*PASSAGE SHOWN:*
>> Start
Gandaria City, abbreviated as GanCy, is a mixed-use complex including a shopping mall, an office tower, apartment towers, and a hotel at Kebayoran Lama, Jakarta, Indonesia developed by Pakuwon Jati. The shopping mall, Sheraton Grand Gandaria City hotel, apartment towers and office tower are all directly connected. The development has a land area of about 8.5 hectares.

==Gandaria City Mall==
The mall consists of 3 Basement Parking Floors, 5 Shopping Center Floors, and 1 Floor for Skenoo Hall.
The main tenants of this mall are: Metro, Lotte Mart, Uniqlo, H&M, Mango, Daiso, Informa home furnishing, Azko, Eat & Eat foodcourt, Cinema XXI, Electronic Solution, Celebrity Fitness, Amazone entertainment center, Gramedia bookstore, Paperclip stationery store and Toys Kingdom. There are more than 400 other stores in the mall. A convention center with an area of 6,200 square meters also located within the mall.
>> End
*ENTRIES:*
>> Start
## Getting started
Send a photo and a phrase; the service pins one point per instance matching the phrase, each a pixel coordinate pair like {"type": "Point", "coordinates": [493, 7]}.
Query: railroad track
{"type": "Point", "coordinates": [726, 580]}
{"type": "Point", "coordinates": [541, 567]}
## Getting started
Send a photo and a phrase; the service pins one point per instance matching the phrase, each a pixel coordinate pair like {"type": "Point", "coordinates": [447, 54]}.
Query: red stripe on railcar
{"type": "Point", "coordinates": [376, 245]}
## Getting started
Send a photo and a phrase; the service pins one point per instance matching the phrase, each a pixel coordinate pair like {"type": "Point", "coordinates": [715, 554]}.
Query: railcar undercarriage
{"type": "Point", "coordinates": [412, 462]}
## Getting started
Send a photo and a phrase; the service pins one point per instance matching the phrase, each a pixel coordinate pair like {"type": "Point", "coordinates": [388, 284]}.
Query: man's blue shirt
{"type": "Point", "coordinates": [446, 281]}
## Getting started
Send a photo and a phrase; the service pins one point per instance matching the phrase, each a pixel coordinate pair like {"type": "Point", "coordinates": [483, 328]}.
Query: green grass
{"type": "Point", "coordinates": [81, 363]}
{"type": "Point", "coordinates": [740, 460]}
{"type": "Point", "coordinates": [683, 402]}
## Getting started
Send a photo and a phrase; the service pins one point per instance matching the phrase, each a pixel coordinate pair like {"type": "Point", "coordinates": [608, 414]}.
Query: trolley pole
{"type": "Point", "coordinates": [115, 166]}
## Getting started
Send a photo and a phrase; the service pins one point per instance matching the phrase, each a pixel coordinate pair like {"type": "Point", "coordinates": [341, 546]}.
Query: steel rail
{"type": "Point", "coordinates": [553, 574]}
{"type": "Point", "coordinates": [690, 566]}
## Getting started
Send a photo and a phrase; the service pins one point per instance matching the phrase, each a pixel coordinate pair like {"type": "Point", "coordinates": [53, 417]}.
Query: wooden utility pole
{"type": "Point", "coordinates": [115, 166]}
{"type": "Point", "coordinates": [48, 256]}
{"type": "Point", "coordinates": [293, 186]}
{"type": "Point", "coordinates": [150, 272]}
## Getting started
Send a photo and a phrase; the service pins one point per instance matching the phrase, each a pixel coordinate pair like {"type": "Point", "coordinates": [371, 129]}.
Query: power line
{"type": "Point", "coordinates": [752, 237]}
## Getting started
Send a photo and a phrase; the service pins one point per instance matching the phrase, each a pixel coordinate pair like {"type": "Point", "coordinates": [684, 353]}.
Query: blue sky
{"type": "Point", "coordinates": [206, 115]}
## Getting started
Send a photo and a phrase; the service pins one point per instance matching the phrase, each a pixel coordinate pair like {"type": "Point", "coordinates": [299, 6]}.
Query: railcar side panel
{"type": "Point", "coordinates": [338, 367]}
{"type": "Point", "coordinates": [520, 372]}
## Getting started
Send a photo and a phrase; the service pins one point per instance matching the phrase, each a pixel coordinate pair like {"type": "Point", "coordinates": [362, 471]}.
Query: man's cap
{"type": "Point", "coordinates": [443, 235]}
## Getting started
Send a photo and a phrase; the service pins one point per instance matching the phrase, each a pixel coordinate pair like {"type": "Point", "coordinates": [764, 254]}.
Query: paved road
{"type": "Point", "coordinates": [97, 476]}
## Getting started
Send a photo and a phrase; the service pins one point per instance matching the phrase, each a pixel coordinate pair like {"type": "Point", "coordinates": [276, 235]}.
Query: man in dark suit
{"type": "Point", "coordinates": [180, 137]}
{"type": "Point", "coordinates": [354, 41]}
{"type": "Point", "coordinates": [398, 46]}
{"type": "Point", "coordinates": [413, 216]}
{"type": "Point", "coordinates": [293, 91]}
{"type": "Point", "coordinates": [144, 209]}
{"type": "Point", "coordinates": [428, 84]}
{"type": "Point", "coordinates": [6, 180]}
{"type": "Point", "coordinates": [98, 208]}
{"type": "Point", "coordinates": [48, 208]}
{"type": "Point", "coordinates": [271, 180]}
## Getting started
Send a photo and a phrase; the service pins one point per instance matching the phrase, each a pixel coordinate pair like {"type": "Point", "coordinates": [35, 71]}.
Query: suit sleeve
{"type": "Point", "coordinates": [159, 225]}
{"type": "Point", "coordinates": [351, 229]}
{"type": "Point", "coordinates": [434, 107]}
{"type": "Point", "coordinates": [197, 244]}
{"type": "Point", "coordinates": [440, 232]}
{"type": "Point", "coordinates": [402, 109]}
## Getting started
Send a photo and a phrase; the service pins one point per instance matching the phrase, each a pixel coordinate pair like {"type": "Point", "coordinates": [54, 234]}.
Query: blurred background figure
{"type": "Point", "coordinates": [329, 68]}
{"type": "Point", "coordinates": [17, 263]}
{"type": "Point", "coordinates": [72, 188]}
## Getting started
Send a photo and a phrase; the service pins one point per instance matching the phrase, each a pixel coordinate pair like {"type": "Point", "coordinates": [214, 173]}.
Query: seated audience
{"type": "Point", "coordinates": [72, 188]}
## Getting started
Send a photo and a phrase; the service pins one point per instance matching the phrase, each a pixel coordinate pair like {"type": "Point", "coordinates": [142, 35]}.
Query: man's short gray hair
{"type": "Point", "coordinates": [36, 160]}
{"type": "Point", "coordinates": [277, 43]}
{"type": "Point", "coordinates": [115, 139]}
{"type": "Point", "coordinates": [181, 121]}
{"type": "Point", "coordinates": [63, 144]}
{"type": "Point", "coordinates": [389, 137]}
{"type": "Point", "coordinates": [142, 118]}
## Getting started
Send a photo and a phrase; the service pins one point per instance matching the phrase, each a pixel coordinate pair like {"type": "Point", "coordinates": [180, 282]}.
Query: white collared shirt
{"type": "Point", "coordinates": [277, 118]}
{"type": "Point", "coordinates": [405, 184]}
>> End
*REQUIRED ACTIONS:*
- a) According to the Gandaria City text, how large is the development's land area?
- b) Go on with the text about Gandaria City from the point where it ends.
The listing is separate material from the Gandaria City text.

*TASK-BY-TASK RESULTS:*
- a) About 8.5 hectares.

- b)
== Gandaria Mainstreet And Skenoo Hall ==
Gandaria Mainstreet, within Gandaria City, runs 600 on two levels, with indoor and outdoor sections. It includes restaurants, bistros, lounges, cafes, dessert shops, and entertainment, making it attractive to families and young people. Designed by Genius Loci, am interior design firm with offices in Singapore, Shanghai and Jakarta, the Main Street thematic concept reflects the architectural features of Batavia (Old Town) at one end and New York Times Square on the other. The neighborhood on Main Street is further enhanced by Piazza, an outdoor stage and a landscaped architecture park that serves as a venue for events and shows.

Skenoo Hall is a convention and exhibition center with an area of 6,200 square meters. The 2,500-seat auditorium is located on the 3rd floor of Gandaria City Mall and has brought pop concerts and family shows to important events. Examples Disney Live, Mister Maker Comes to town, and a concert by Cuban-American rapper Pitbull with the theme of Global Warming.